[Opening Records provided section]

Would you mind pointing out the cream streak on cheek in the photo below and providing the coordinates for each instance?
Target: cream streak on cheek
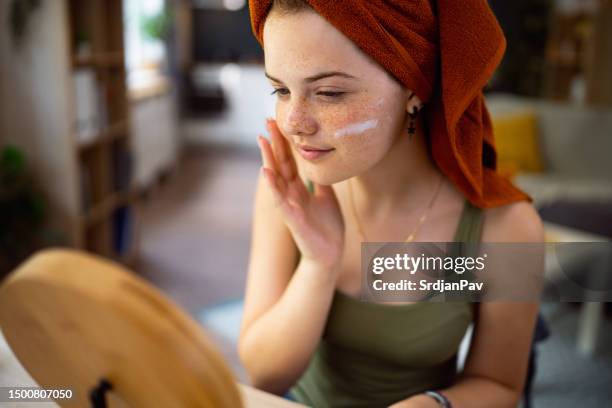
(356, 128)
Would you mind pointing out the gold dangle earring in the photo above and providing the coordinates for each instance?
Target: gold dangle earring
(412, 125)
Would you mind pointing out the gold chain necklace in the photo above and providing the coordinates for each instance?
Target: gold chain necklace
(414, 231)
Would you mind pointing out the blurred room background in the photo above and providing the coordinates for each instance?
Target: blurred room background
(128, 129)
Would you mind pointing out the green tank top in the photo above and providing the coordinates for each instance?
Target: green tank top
(373, 355)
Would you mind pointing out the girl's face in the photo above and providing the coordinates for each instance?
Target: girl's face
(331, 95)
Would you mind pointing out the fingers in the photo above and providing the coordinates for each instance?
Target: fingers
(267, 156)
(286, 164)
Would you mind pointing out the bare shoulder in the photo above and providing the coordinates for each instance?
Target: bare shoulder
(515, 222)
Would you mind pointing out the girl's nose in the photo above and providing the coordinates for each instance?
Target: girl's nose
(299, 120)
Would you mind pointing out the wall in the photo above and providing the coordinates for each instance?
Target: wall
(34, 106)
(154, 126)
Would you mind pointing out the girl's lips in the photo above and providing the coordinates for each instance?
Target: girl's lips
(313, 154)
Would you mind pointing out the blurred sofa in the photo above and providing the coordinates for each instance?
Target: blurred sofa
(561, 155)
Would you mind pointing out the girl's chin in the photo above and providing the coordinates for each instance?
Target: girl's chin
(323, 179)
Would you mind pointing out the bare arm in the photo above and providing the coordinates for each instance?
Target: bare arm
(286, 307)
(495, 370)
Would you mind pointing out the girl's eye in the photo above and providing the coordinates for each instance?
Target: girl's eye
(280, 91)
(332, 94)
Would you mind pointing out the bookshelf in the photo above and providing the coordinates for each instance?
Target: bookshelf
(109, 210)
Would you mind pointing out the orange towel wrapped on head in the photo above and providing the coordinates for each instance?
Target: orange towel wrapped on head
(445, 51)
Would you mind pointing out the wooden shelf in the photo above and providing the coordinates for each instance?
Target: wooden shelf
(114, 132)
(103, 209)
(107, 219)
(102, 59)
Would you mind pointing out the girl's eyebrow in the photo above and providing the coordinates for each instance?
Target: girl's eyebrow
(318, 76)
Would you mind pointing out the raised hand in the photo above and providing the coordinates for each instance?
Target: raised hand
(315, 220)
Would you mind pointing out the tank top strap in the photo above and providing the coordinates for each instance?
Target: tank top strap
(470, 224)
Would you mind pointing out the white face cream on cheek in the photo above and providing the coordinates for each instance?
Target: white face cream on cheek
(356, 128)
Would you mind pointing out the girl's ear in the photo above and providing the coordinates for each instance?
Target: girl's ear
(413, 102)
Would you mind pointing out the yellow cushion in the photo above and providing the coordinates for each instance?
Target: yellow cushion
(517, 144)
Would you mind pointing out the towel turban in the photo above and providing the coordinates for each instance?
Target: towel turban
(445, 51)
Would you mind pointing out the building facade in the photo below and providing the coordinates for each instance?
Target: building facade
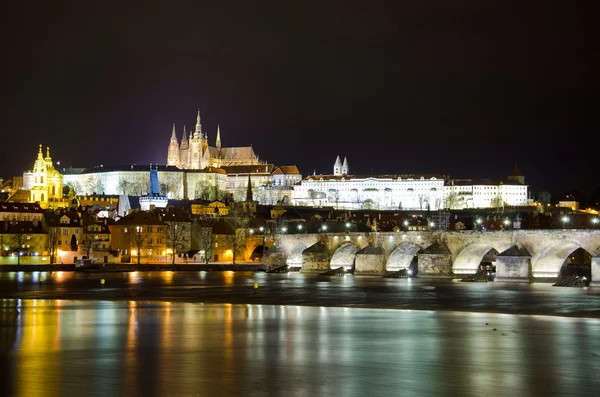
(194, 153)
(44, 182)
(342, 190)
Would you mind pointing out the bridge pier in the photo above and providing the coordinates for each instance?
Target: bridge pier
(514, 265)
(370, 260)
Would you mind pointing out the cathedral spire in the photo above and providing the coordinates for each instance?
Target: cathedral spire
(345, 168)
(249, 190)
(198, 132)
(218, 143)
(337, 167)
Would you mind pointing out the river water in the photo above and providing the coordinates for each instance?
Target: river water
(70, 335)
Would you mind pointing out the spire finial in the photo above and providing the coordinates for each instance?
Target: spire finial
(198, 132)
(249, 191)
(218, 142)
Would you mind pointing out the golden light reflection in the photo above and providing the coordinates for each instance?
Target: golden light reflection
(228, 277)
(39, 341)
(167, 277)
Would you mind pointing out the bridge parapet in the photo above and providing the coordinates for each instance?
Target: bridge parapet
(549, 249)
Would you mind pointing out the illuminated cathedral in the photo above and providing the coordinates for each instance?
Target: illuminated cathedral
(194, 153)
(44, 182)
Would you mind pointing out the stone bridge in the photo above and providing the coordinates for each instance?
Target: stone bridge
(519, 255)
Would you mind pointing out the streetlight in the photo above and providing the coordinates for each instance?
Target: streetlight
(478, 222)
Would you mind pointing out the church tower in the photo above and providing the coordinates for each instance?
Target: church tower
(173, 152)
(345, 167)
(218, 142)
(38, 190)
(184, 150)
(337, 167)
(196, 145)
(46, 186)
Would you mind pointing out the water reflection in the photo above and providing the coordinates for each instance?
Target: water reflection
(53, 348)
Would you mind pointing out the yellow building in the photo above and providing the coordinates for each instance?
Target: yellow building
(44, 182)
(140, 237)
(203, 207)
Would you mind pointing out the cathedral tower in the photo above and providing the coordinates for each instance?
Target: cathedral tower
(184, 150)
(173, 153)
(46, 187)
(196, 145)
(345, 167)
(337, 167)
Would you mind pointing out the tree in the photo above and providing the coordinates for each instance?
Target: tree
(312, 194)
(94, 185)
(202, 190)
(204, 234)
(496, 201)
(451, 200)
(138, 236)
(177, 236)
(124, 185)
(87, 241)
(73, 243)
(238, 223)
(52, 243)
(334, 197)
(21, 242)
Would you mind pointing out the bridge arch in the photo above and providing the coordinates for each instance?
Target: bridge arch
(295, 257)
(551, 258)
(344, 256)
(468, 260)
(401, 257)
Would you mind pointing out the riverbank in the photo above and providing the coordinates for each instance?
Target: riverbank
(131, 267)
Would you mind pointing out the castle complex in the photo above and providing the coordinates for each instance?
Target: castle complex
(195, 153)
(196, 170)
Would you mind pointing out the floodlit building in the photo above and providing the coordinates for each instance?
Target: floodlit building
(342, 190)
(43, 182)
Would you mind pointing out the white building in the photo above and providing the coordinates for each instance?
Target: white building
(410, 192)
(209, 183)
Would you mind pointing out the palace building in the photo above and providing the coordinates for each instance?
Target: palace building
(343, 190)
(194, 153)
(43, 184)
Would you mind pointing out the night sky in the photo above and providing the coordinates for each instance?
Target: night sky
(466, 88)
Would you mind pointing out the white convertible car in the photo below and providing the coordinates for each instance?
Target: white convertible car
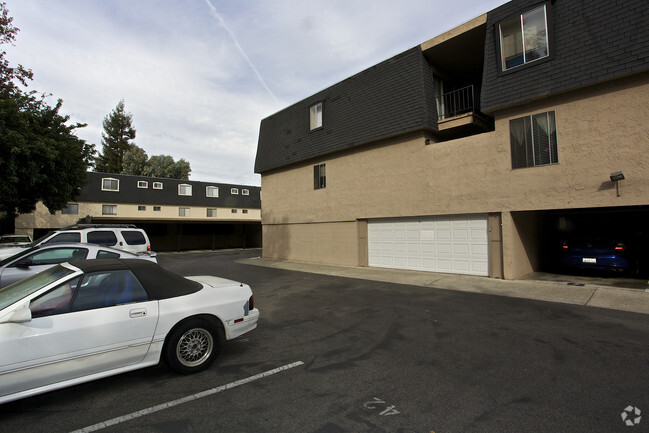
(85, 320)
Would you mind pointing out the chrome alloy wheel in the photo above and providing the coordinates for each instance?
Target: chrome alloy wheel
(194, 347)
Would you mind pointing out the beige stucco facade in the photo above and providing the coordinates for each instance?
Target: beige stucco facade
(600, 130)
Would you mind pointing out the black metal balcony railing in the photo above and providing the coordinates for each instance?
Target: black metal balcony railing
(457, 102)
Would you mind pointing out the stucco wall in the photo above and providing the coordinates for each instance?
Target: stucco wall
(600, 130)
(327, 243)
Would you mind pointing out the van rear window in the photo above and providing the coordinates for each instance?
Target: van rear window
(107, 238)
(134, 237)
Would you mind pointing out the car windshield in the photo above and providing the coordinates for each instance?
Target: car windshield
(15, 292)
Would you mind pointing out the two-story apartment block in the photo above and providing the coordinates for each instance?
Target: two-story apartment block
(476, 152)
(176, 214)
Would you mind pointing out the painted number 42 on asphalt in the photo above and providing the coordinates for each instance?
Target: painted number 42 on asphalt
(377, 403)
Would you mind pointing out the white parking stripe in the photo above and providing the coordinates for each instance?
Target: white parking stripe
(187, 399)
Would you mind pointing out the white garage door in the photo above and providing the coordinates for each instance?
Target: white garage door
(452, 244)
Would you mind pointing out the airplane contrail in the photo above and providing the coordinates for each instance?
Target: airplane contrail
(220, 19)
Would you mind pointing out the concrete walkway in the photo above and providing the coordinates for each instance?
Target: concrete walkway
(588, 294)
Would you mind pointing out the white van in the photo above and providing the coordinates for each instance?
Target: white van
(121, 236)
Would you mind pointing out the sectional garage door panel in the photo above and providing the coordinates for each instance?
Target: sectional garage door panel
(456, 244)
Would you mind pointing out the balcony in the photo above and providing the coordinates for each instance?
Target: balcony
(458, 113)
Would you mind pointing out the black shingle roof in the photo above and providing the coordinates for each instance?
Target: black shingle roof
(391, 98)
(168, 195)
(591, 41)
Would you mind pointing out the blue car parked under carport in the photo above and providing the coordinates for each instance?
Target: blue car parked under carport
(596, 255)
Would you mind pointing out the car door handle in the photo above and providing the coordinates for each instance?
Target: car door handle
(141, 312)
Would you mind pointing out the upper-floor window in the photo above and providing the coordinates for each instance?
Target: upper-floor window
(315, 116)
(184, 189)
(319, 176)
(71, 209)
(109, 209)
(109, 184)
(534, 140)
(524, 38)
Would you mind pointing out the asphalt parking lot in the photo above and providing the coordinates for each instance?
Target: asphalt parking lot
(334, 354)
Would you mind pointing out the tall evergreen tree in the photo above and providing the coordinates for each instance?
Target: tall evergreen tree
(41, 158)
(116, 139)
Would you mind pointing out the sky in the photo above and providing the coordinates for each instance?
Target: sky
(198, 76)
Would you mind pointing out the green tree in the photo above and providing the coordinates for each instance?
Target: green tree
(116, 139)
(7, 73)
(41, 158)
(135, 161)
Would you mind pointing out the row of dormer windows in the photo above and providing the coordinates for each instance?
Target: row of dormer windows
(184, 189)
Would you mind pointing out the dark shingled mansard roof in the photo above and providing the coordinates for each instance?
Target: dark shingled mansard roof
(386, 100)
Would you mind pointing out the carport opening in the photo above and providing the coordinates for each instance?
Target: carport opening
(599, 242)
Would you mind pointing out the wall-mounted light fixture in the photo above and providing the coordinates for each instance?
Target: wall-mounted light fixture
(617, 177)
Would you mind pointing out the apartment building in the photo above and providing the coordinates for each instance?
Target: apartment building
(475, 152)
(177, 214)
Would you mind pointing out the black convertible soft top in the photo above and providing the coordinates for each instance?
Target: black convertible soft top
(158, 282)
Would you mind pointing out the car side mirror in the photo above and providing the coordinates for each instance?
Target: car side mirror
(21, 315)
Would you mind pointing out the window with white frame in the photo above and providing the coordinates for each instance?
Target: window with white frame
(319, 176)
(109, 209)
(184, 189)
(315, 116)
(212, 191)
(109, 184)
(71, 209)
(533, 140)
(524, 39)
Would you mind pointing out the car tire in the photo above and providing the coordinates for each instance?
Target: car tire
(192, 346)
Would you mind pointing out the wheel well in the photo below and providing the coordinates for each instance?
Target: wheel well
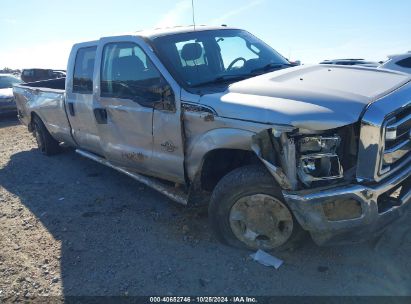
(218, 163)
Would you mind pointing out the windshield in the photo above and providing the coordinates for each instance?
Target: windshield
(8, 81)
(207, 57)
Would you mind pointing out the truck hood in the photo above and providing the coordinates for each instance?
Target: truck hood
(319, 97)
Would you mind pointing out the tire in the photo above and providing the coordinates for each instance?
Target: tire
(247, 210)
(45, 142)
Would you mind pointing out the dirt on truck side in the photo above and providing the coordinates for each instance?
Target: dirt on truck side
(69, 226)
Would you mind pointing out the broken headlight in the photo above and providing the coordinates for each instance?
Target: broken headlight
(318, 159)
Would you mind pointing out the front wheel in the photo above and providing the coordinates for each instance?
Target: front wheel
(247, 210)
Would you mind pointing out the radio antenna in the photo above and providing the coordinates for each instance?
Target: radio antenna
(192, 8)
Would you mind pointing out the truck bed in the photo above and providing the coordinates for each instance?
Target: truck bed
(45, 99)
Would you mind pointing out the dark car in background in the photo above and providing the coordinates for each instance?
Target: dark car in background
(361, 62)
(31, 75)
(7, 103)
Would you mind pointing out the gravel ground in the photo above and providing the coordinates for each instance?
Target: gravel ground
(69, 226)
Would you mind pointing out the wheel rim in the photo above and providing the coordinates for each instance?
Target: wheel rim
(261, 221)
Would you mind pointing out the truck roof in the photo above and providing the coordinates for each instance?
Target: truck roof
(154, 33)
(158, 32)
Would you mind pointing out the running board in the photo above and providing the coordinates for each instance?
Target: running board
(171, 192)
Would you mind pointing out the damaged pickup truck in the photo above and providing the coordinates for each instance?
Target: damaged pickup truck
(215, 116)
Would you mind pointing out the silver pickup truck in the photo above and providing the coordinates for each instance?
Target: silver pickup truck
(215, 116)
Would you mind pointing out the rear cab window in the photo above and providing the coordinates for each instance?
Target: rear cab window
(83, 70)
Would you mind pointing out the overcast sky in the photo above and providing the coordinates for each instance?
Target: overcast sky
(39, 33)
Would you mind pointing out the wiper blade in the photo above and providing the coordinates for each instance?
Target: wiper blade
(221, 79)
(271, 66)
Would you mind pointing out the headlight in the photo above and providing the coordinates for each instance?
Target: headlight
(318, 159)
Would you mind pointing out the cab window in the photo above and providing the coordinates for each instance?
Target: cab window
(128, 73)
(83, 70)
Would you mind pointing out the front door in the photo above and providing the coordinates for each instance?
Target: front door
(79, 98)
(124, 107)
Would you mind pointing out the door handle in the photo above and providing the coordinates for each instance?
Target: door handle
(101, 115)
(71, 108)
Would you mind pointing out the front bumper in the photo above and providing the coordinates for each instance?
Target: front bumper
(376, 214)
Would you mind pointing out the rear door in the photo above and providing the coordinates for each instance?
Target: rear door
(79, 97)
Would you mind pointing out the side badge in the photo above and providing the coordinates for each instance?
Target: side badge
(168, 146)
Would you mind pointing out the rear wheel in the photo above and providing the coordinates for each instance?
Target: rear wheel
(45, 142)
(247, 210)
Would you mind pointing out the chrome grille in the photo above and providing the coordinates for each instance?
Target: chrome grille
(397, 141)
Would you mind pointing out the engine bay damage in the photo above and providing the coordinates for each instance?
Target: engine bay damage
(301, 160)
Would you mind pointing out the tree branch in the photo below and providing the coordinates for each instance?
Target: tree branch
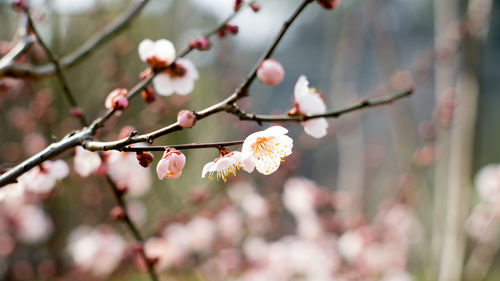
(30, 71)
(60, 75)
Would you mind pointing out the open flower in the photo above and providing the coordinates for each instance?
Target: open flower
(171, 165)
(157, 54)
(265, 149)
(227, 163)
(309, 102)
(44, 177)
(177, 79)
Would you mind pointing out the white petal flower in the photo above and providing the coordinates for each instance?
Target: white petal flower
(264, 150)
(157, 54)
(223, 166)
(172, 81)
(85, 162)
(309, 102)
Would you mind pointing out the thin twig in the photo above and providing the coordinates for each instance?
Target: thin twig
(25, 70)
(60, 75)
(332, 114)
(181, 146)
(133, 229)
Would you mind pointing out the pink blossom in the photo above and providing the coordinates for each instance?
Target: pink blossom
(171, 165)
(488, 183)
(223, 166)
(125, 170)
(117, 99)
(44, 177)
(270, 72)
(85, 162)
(178, 79)
(158, 54)
(202, 234)
(32, 224)
(186, 118)
(98, 251)
(309, 102)
(264, 150)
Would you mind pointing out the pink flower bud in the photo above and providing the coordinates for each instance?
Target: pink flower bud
(270, 72)
(238, 4)
(148, 95)
(171, 165)
(145, 158)
(76, 112)
(255, 6)
(117, 99)
(201, 44)
(329, 4)
(186, 118)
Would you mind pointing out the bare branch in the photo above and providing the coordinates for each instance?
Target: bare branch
(25, 70)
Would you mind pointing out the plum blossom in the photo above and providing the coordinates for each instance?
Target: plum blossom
(158, 54)
(227, 163)
(44, 177)
(270, 72)
(117, 99)
(171, 165)
(186, 118)
(85, 162)
(177, 79)
(264, 150)
(32, 224)
(488, 183)
(98, 251)
(309, 102)
(126, 171)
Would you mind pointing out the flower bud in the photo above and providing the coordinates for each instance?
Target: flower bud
(270, 72)
(148, 95)
(186, 118)
(255, 6)
(117, 99)
(238, 4)
(171, 165)
(201, 44)
(76, 112)
(118, 213)
(145, 158)
(329, 4)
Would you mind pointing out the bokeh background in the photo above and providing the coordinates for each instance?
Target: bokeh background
(363, 49)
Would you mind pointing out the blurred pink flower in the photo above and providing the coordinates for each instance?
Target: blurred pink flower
(158, 54)
(309, 102)
(178, 79)
(265, 150)
(125, 170)
(171, 165)
(202, 234)
(226, 164)
(32, 224)
(488, 183)
(270, 72)
(186, 118)
(85, 162)
(98, 251)
(43, 178)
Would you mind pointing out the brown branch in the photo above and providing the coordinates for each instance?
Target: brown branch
(60, 75)
(181, 146)
(25, 70)
(332, 114)
(133, 229)
(78, 138)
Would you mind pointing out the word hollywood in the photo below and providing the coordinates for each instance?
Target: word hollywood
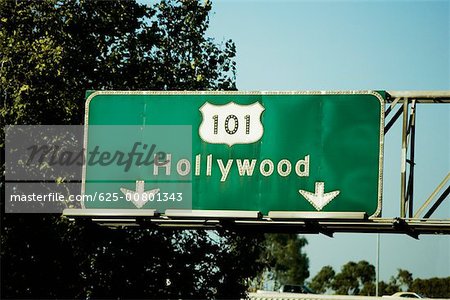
(245, 167)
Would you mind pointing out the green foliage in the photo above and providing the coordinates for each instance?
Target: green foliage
(433, 287)
(354, 279)
(359, 279)
(51, 53)
(322, 281)
(284, 260)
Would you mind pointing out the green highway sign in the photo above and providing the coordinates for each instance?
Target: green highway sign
(268, 152)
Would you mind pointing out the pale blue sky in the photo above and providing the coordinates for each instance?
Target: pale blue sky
(353, 45)
(356, 45)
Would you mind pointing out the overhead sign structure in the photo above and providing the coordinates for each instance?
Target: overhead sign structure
(267, 152)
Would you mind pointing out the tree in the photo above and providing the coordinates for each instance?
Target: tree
(433, 287)
(284, 260)
(355, 279)
(51, 53)
(322, 281)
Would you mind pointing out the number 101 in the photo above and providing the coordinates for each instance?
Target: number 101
(234, 127)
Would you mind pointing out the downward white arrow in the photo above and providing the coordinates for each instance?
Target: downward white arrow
(319, 199)
(139, 197)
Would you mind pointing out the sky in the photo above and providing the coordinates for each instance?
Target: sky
(357, 45)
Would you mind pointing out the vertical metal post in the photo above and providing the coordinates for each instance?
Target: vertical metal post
(411, 159)
(378, 267)
(403, 160)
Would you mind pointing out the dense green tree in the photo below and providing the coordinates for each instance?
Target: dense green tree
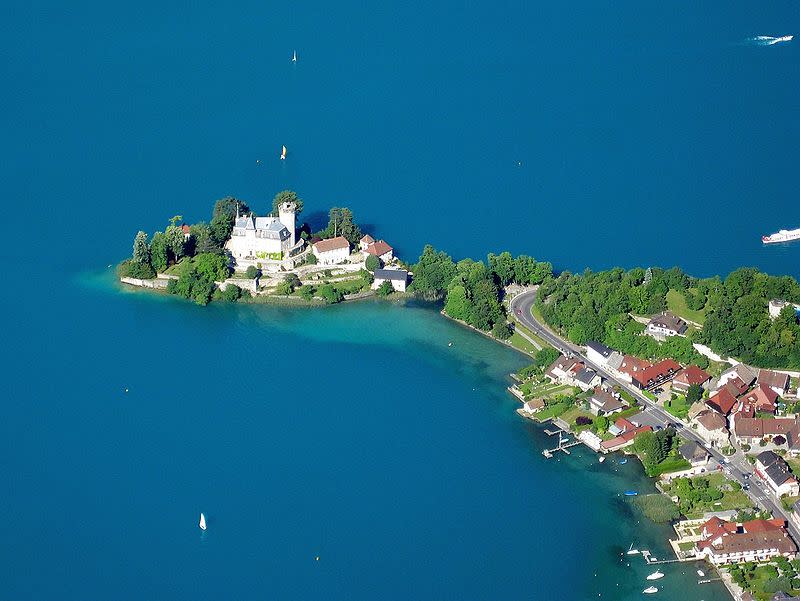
(433, 274)
(175, 242)
(503, 266)
(545, 357)
(385, 289)
(502, 330)
(287, 196)
(232, 293)
(340, 223)
(330, 294)
(372, 263)
(694, 394)
(141, 251)
(223, 216)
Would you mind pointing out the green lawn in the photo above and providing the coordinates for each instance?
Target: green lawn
(676, 303)
(679, 407)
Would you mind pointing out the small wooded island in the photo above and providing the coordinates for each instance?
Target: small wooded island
(242, 256)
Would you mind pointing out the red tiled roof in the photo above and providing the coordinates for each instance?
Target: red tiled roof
(692, 375)
(723, 401)
(654, 372)
(773, 378)
(332, 244)
(378, 248)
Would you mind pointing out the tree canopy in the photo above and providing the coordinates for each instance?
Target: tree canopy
(287, 196)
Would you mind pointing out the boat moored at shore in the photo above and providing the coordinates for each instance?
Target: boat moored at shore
(781, 236)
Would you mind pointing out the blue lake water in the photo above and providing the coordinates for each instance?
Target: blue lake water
(584, 134)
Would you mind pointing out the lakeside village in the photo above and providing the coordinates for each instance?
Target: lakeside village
(638, 361)
(752, 414)
(240, 256)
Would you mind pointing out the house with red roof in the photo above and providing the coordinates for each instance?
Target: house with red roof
(722, 542)
(723, 402)
(656, 375)
(381, 250)
(688, 376)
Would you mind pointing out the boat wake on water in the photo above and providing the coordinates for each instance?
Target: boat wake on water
(768, 40)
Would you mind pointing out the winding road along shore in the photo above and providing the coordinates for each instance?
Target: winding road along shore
(737, 465)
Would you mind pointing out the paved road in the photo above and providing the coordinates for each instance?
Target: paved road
(738, 465)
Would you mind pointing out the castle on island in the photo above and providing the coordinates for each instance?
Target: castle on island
(265, 240)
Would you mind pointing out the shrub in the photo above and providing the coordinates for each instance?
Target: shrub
(658, 508)
(134, 269)
(502, 330)
(385, 289)
(372, 263)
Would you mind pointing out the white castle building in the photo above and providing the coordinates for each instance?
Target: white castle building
(260, 239)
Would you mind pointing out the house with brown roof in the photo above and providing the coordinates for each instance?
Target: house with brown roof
(761, 399)
(691, 374)
(741, 371)
(713, 427)
(656, 375)
(365, 241)
(666, 324)
(623, 440)
(563, 370)
(604, 403)
(723, 402)
(331, 251)
(774, 470)
(722, 542)
(750, 430)
(778, 382)
(381, 250)
(630, 366)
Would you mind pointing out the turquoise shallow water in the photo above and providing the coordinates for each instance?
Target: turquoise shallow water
(354, 433)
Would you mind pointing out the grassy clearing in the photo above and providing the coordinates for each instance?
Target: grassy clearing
(678, 407)
(676, 303)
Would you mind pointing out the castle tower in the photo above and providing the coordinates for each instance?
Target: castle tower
(286, 215)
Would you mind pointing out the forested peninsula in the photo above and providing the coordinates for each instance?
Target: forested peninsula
(729, 315)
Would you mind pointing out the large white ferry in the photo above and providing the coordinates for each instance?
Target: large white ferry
(781, 236)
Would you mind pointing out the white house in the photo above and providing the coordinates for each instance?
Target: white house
(332, 250)
(724, 542)
(773, 470)
(398, 278)
(263, 238)
(598, 353)
(666, 324)
(381, 250)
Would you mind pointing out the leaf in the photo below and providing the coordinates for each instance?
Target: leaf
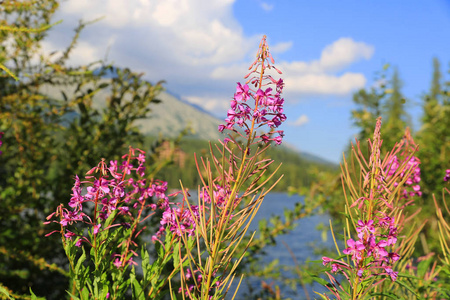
(5, 292)
(137, 289)
(80, 262)
(384, 294)
(406, 286)
(423, 267)
(176, 258)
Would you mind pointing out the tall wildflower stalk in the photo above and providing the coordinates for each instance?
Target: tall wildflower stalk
(233, 185)
(377, 192)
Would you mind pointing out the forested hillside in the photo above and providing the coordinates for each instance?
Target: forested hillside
(294, 167)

[Closing Records provided section]

__What needs to be done__: In the entries above, find the line with "Target: blurred pink flower" and the line with "Would you mind pointing out the green foliage". Return exactly those lines and all the ones between them, pictures excluded.

__Result of the task__:
Target: blurred pink flower
(158, 54)
(309, 102)
(178, 79)
(265, 150)
(125, 170)
(171, 165)
(202, 234)
(226, 164)
(32, 224)
(488, 183)
(270, 72)
(186, 118)
(85, 162)
(98, 251)
(43, 178)
Would you mind pointing out the brown branch in the photo above and providing the coordinates for each instance?
Target: brown branch
(60, 75)
(181, 146)
(25, 70)
(332, 114)
(133, 229)
(78, 138)
Would you mind pointing out the word hollywood in the photo below and providing the coordinates for each instance?
Target: word hollywood
(245, 167)
Would you mind pointing out the green foliage in the photo above and providing the coordinates for each instance?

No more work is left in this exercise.